──────── Data entries ────────

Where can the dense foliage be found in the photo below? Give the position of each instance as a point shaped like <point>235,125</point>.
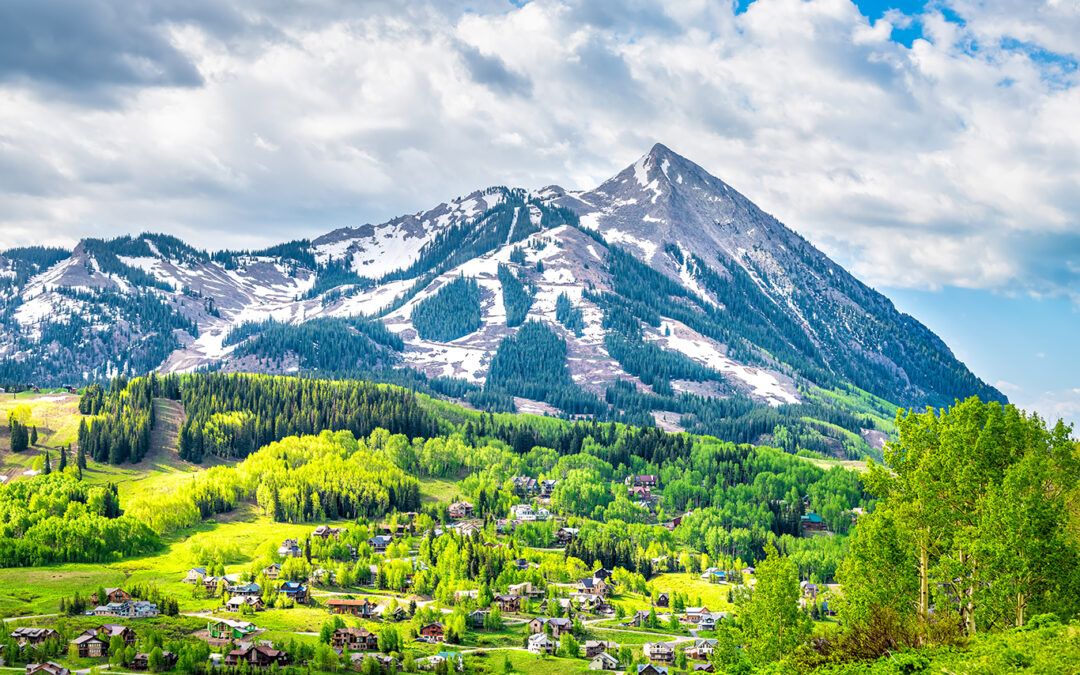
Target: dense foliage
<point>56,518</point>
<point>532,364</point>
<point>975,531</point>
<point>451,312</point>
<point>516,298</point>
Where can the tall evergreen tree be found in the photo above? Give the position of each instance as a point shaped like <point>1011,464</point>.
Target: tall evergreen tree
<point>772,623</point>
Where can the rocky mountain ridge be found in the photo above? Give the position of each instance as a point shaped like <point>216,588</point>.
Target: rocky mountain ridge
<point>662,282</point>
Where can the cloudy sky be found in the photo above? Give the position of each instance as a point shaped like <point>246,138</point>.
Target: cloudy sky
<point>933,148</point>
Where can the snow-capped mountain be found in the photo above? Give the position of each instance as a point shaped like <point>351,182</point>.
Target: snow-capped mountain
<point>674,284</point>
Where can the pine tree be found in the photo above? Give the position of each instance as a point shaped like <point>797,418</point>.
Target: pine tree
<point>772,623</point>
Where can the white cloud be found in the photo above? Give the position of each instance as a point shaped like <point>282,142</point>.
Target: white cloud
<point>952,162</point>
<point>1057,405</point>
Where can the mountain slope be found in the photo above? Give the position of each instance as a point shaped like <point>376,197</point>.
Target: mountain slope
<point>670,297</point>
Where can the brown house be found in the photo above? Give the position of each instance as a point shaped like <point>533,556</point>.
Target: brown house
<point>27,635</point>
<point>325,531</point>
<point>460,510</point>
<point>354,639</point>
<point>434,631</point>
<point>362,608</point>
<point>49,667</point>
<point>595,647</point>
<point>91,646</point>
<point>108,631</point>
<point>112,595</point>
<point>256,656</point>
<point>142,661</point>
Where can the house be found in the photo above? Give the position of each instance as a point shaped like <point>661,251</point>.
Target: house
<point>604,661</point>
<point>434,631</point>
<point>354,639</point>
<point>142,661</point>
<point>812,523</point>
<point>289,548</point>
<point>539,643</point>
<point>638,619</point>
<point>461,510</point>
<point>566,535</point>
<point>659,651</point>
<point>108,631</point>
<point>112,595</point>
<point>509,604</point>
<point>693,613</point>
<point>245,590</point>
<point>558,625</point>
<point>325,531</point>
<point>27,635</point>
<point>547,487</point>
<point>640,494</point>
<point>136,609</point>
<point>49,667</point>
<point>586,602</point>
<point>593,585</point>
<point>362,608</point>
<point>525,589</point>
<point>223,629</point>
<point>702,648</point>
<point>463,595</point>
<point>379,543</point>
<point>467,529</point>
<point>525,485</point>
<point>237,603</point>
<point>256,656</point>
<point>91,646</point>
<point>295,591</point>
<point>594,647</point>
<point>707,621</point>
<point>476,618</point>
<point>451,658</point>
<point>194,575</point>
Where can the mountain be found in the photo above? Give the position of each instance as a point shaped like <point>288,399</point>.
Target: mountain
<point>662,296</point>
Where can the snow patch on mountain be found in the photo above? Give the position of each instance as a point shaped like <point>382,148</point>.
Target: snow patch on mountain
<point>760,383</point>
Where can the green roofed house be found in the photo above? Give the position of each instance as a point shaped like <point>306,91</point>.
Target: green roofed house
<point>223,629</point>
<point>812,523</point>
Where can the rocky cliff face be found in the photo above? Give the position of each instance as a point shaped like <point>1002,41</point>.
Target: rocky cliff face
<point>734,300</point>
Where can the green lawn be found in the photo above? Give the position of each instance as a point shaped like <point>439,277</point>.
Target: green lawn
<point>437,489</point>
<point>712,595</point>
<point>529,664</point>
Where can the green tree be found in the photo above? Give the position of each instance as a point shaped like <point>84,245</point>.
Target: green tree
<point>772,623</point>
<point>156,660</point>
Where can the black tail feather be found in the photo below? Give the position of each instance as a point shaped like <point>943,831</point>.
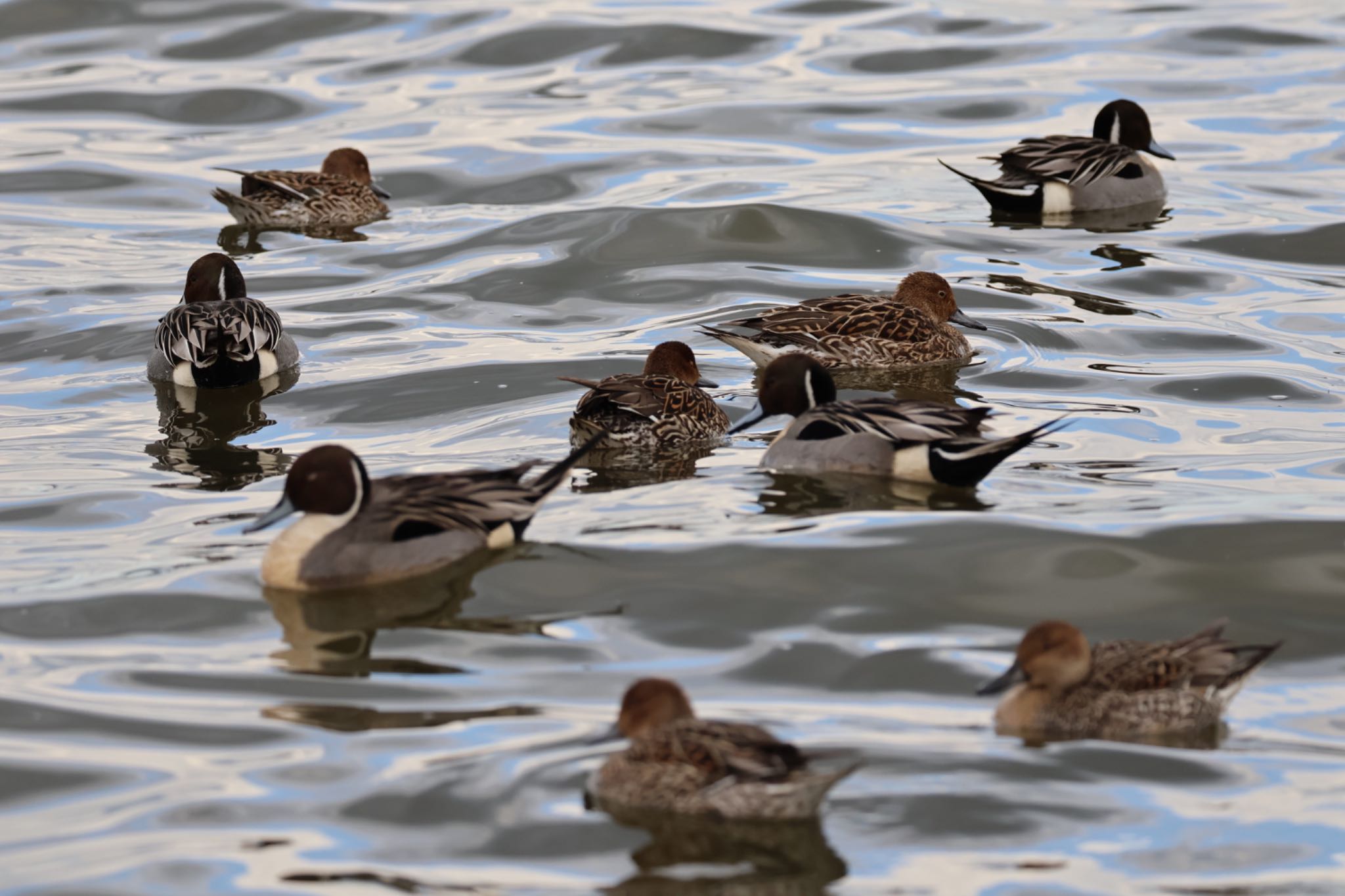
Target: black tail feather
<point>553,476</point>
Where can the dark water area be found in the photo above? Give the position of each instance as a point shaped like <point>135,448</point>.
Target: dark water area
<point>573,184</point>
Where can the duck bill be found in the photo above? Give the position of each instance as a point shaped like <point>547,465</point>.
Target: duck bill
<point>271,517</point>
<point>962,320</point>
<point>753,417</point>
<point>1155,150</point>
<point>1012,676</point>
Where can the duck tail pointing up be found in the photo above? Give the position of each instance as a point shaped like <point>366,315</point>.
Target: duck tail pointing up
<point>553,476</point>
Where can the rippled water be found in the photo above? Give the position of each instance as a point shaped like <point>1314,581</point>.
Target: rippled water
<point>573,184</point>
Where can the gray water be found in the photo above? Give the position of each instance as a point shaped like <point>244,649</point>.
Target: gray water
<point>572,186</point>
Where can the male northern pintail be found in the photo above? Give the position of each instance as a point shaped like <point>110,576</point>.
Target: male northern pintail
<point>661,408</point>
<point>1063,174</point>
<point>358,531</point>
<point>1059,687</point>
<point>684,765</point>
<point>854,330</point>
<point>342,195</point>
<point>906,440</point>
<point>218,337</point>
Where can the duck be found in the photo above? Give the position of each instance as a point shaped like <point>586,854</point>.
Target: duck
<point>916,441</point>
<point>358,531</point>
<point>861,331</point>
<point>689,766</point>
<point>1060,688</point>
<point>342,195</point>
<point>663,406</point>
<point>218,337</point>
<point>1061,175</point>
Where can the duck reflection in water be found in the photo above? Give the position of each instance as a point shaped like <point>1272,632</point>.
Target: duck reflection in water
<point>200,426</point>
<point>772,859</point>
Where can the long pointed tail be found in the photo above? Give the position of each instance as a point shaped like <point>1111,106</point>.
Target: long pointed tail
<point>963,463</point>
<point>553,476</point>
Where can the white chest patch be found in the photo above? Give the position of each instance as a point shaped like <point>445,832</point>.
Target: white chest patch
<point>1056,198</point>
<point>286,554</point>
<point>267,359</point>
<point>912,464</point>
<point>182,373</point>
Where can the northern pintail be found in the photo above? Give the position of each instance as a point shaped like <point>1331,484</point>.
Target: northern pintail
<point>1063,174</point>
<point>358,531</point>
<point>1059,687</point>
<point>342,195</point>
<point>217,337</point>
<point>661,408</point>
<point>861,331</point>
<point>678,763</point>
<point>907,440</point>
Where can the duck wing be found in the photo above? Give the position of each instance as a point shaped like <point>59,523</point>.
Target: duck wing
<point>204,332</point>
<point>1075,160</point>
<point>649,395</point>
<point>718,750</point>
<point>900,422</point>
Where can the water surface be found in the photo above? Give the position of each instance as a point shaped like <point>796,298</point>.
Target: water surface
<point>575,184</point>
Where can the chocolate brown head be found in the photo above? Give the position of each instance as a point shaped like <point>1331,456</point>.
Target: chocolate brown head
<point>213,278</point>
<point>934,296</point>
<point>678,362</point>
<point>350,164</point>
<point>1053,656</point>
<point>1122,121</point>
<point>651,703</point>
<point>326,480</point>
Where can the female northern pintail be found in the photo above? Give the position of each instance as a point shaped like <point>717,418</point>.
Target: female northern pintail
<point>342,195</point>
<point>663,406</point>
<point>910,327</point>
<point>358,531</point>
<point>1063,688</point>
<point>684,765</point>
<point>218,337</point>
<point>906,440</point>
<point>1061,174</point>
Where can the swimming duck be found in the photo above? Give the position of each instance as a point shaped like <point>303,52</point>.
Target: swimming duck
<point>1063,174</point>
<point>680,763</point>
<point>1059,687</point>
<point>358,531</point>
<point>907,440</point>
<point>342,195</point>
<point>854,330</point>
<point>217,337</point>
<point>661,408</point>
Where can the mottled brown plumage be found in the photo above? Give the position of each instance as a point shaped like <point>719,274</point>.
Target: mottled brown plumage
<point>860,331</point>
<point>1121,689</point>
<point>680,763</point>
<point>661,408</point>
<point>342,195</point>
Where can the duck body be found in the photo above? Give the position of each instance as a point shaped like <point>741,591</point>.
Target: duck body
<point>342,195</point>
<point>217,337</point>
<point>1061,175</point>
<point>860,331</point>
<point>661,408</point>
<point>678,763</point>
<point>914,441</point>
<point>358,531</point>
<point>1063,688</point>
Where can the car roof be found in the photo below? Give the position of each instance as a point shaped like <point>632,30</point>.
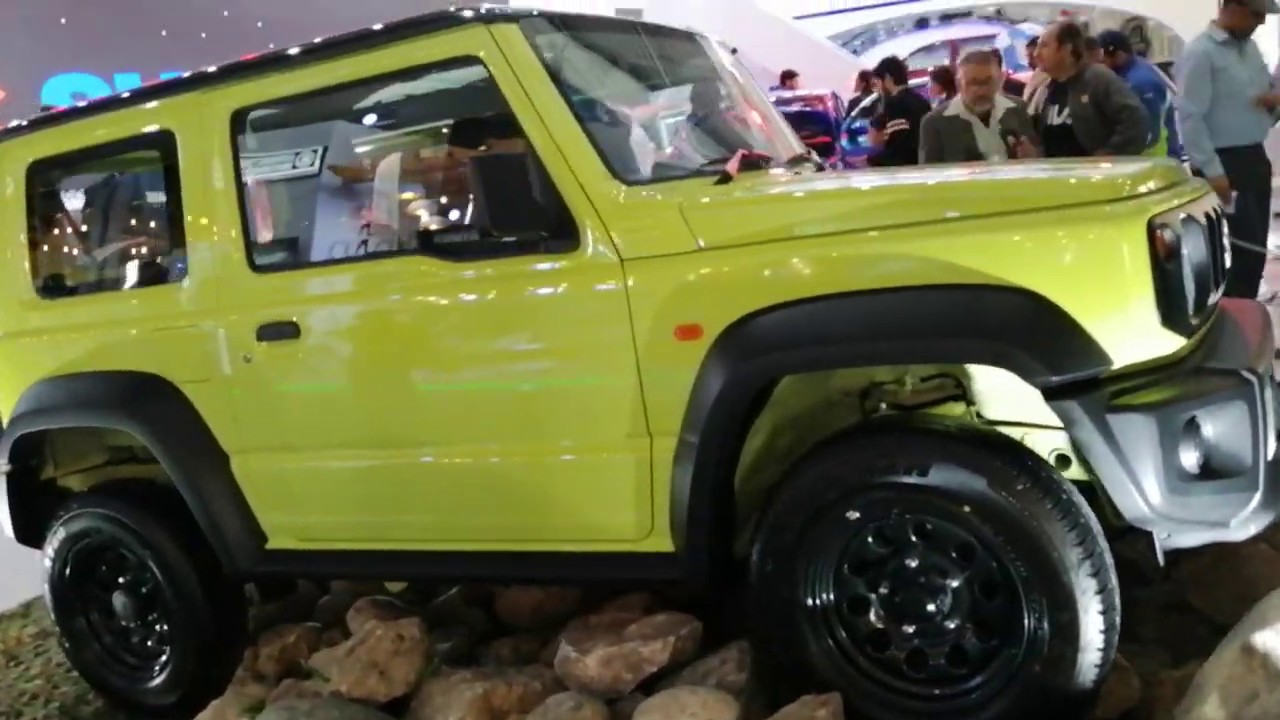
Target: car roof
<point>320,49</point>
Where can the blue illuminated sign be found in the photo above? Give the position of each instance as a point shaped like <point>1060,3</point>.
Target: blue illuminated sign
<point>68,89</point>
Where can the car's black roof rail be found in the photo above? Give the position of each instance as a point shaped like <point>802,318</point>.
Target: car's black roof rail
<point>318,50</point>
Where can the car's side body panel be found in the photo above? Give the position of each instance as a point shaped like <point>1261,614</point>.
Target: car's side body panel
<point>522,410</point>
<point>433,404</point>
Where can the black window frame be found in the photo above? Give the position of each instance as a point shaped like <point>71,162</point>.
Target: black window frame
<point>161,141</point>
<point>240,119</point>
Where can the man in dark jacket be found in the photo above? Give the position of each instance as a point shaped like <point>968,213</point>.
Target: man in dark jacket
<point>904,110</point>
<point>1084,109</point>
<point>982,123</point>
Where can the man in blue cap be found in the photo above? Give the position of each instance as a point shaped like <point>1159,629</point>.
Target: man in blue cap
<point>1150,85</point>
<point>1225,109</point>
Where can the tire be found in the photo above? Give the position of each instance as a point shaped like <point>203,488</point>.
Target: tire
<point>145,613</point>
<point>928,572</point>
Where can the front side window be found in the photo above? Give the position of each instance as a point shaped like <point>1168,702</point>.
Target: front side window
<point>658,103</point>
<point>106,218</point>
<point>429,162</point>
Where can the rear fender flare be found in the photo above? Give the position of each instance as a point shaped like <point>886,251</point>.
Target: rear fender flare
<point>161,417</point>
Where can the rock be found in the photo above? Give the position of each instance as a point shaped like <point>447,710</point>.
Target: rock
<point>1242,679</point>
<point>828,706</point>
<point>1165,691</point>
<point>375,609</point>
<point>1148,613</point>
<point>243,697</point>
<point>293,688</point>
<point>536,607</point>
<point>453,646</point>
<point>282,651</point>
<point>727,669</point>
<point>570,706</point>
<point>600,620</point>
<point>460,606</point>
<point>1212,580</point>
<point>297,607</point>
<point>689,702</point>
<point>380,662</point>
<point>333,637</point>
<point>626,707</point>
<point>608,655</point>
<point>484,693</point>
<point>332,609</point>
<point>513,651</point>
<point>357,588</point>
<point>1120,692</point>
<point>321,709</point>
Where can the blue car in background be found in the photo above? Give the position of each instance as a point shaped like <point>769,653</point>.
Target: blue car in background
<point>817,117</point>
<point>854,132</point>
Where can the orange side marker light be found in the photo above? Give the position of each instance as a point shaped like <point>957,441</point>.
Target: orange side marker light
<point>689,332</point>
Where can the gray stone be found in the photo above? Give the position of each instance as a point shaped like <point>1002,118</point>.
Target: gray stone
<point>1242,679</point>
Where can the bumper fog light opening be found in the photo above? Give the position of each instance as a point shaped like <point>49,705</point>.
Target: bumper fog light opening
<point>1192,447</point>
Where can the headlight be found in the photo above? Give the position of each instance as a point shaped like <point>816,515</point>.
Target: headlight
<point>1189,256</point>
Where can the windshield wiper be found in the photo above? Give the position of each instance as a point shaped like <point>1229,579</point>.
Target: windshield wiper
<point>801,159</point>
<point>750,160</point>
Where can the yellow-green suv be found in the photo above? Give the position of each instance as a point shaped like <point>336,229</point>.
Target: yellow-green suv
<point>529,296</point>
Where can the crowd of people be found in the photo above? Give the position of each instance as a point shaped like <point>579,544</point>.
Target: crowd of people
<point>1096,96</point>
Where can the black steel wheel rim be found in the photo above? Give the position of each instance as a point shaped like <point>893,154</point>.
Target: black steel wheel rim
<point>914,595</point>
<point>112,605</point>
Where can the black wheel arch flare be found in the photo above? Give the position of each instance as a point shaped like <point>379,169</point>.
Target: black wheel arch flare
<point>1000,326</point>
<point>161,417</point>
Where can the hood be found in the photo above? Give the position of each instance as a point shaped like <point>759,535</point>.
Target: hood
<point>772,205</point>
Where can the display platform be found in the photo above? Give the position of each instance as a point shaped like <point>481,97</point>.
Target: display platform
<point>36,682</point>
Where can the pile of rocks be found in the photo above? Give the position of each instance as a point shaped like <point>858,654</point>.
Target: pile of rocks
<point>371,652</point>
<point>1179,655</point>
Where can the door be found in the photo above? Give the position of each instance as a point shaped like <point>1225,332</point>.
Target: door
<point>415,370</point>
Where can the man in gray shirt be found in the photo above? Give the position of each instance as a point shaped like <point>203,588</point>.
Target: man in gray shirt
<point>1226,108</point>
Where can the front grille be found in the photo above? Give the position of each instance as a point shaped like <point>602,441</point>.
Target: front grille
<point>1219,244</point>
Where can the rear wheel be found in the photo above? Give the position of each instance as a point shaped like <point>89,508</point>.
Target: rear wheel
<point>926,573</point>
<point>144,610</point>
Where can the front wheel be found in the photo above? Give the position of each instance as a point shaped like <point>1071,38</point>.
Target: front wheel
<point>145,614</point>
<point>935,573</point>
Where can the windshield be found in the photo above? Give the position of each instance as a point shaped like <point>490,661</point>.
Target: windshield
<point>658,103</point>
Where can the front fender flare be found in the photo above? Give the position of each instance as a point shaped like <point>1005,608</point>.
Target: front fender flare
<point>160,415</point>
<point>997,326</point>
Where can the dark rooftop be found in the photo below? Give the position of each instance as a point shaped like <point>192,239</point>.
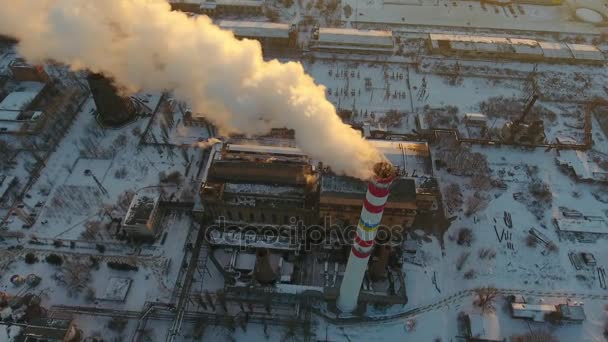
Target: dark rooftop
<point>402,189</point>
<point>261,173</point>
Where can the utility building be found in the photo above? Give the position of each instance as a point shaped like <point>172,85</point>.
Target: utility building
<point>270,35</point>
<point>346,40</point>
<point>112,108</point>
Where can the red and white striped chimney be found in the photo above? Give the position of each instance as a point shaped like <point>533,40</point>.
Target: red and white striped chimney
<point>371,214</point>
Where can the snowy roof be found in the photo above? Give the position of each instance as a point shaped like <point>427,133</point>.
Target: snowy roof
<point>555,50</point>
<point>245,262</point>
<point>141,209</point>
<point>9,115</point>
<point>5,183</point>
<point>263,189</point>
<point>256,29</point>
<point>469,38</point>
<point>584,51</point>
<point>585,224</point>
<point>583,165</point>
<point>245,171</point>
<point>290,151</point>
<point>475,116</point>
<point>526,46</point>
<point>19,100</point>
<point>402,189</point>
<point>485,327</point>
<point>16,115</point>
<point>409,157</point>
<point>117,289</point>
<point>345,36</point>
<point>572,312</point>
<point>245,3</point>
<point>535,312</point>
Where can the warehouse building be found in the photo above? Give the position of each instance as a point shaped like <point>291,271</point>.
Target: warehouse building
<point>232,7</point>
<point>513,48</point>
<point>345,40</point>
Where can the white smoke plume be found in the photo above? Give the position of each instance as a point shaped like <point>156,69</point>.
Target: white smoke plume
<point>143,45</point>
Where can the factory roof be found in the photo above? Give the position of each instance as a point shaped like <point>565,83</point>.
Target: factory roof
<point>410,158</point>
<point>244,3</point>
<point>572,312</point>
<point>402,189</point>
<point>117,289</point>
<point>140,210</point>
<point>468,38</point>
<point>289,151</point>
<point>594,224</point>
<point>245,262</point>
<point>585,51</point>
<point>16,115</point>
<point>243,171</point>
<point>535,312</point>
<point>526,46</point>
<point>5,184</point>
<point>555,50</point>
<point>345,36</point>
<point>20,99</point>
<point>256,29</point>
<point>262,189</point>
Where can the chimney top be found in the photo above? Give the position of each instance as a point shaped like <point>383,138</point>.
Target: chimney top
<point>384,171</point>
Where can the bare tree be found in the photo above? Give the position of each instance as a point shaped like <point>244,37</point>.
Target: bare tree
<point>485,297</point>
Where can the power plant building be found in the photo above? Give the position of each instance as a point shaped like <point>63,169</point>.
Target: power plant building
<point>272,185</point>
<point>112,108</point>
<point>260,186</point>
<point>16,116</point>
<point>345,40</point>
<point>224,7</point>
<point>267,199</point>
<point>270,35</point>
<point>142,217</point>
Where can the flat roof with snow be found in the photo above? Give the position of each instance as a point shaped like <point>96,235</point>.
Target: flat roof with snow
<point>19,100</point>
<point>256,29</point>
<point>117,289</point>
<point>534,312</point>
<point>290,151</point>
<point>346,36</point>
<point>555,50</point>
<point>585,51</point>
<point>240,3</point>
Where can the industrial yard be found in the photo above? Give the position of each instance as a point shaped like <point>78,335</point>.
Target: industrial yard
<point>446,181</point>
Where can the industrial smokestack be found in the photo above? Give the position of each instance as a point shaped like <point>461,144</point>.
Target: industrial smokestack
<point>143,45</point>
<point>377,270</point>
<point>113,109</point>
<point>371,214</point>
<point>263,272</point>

────────

- **What is being asked**
Change "Target" to "Label" in the entries, starting at the line with "Where can the green roofed" and ending at the line with "<point>572,186</point>", keeping everything else unchanged. Omit the pictures from your answer.

- **Solution**
Where can the green roofed house be found in the photo above? Give the position of each instance as a point shaped like <point>306,91</point>.
Label: green roofed house
<point>223,629</point>
<point>812,523</point>
Where can the rocky cliff face be found in the photo above? Give the position of each instance as a point shaped like <point>1002,41</point>.
Label: rocky cliff face
<point>734,300</point>
Where can the green lawn be found in the photo above? Give the position of each instance as a point shaped like <point>439,277</point>.
Label: green lawn
<point>437,489</point>
<point>712,595</point>
<point>529,664</point>
Where can the green tree be found in the photo above? Give the position of each instance as a point shaped like <point>84,245</point>.
Label: green tree
<point>772,623</point>
<point>156,660</point>
Where can the black tail feather be found in the photo below? Give the position of each instance as a point shaped like <point>943,831</point>.
Label: black tail feather
<point>553,476</point>
Where can the dark water area be found in the photo above? Give the position of each instance as a point shaped like <point>135,448</point>.
Label: dark water area
<point>573,184</point>
Where can the duck bill be found in the photo above? Give the position of each instance as a point shaped like <point>547,465</point>.
Label: duck bill
<point>271,517</point>
<point>962,320</point>
<point>753,417</point>
<point>1155,150</point>
<point>1012,676</point>
Where can the duck tail pointing up be found in the photo above? Give the position of each instance as a point shaped like <point>366,315</point>.
Label: duck tail pointing up
<point>553,476</point>
Where can the rippled water be found in the photo above? Give the position of each instance as a point shaped like <point>1314,581</point>.
Label: rippled water
<point>573,184</point>
Where can the gray water be found in the photo above? Give the position of each instance as a point shaped like <point>244,649</point>.
Label: gray water
<point>572,186</point>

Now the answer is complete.